**Trabajo requerido**: Continúa el texto sobre la familia Franco y el traslado de los restos del dictador a partir de su última oración.

**Fragmento de lectura**:
--

Esta falta de resolución de la democracia española en lo que respecta a la fortuna y comportamiento de los Franco ha tenido su base, sobre todo, en una actitud de la derecha española formada por una mezcla de querer mirar para otro lado, de tratar de que el pasado se olvide para no quedar retratada e incluso, en ocasiones, con una velada defensa del legado de Franco. Y en este contexto se está produciendo en los últimos meses el último -por ahora- desplante de la familia Franco a la democracia española. Me refiero a su irritante y grosera actitud en relación al cumplimiento efectivo de la resolución aprobada en su día por el Congreso de los Diputados ordenando el traslado de los restos del dictador Francisco Franco desde el mamotreto de piedra en que se encuentra enterrado construido para recordar el enfrentamiento entre los españoles a un lugar privado elegido por los descendientes.

--

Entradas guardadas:
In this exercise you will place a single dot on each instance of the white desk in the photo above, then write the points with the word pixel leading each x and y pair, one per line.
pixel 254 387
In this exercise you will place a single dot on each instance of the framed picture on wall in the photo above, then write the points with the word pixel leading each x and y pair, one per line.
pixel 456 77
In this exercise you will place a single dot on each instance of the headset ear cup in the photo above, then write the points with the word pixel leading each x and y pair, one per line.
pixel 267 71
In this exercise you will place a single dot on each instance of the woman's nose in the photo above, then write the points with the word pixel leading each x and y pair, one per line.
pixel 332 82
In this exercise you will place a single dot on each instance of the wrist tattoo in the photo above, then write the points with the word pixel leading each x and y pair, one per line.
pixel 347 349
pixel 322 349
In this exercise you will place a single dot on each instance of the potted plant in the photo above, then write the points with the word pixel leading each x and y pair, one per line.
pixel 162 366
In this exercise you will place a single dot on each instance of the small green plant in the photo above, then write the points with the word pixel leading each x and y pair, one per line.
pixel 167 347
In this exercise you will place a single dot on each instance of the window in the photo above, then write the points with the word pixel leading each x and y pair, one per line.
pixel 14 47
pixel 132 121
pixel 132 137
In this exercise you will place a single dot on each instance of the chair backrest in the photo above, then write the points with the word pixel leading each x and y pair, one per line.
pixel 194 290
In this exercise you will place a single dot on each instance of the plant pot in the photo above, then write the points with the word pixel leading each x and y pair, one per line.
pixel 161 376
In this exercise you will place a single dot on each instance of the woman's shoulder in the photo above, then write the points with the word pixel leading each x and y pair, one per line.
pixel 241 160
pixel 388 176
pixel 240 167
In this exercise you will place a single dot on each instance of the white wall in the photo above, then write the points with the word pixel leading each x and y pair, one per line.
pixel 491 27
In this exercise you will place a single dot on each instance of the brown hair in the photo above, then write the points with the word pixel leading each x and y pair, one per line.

--

**Resultado obtenido**:
El reciente auto de la sección cuarta de la sala de lo contencioso administrativo del Tribunal Supremo admitiendo el recurso contencioso administrativo de la familia Franco contra el acuerdo del Consejo de Ministros del 15 de febrero así como contra el también acuerdo del 15 de marzo en el que se estableció del 10 de junio como fecha del traslado del cuerpo de Franco ha supuesto, para cualquier persona con convicciones democráticas, uno de esos bofetones jurídicos que de vez en cuando nos concede el Tribunal Supremo y, en ocasiones, también el Tribunal Constitucional como fue la terrible sentencia sobre las víctimas españolas del medicamento Talidomida.

La familia Franco argumenta en su recurso en el que basó su petición de la paralización cautelar del traslado del dictador hasta la resolución definitiva por el Supremo en varios argumentos. En primer lugar, plantea la inconstitucionalidad de la Ley 52/2007 de 26 de diciembre -más conocida como Ley de Memoria Histórica- y la falta de competencia del Consejo de Ministros para ordenar el traslado del cuerpo. En segundo lugar, alega el incumplimiento de la legislación urbanística así como de sanidad mortuoria (no pude evitar una carcajada cuando lo leí) y, lo que es peor, un supuesto deseo del Gobierno de humillar la memoria de su pariente.

Podríamos decir al respecto que pretender la inconstitucionalidad de una ley aprobada hace 12 años cuya vigencia está asumida tanto por sus detractores como sus partidarios a excepción de la ultraderecha representada por Vox, es lo más parecido a tratar de atrapar moscas al vuelo: se manotea mucho pero no se consigue nada. Además, acusar al Gobierno de querer humillar la figura de Franco es, más allá de una broma pesada, algo imposible. Franco fue un asesino despiadado que alentó y promovió la persecución de los vencidos tras el fin de la guerra. Él solito se enterró debajo de montañas de asesinatos, torturas y persecuciones.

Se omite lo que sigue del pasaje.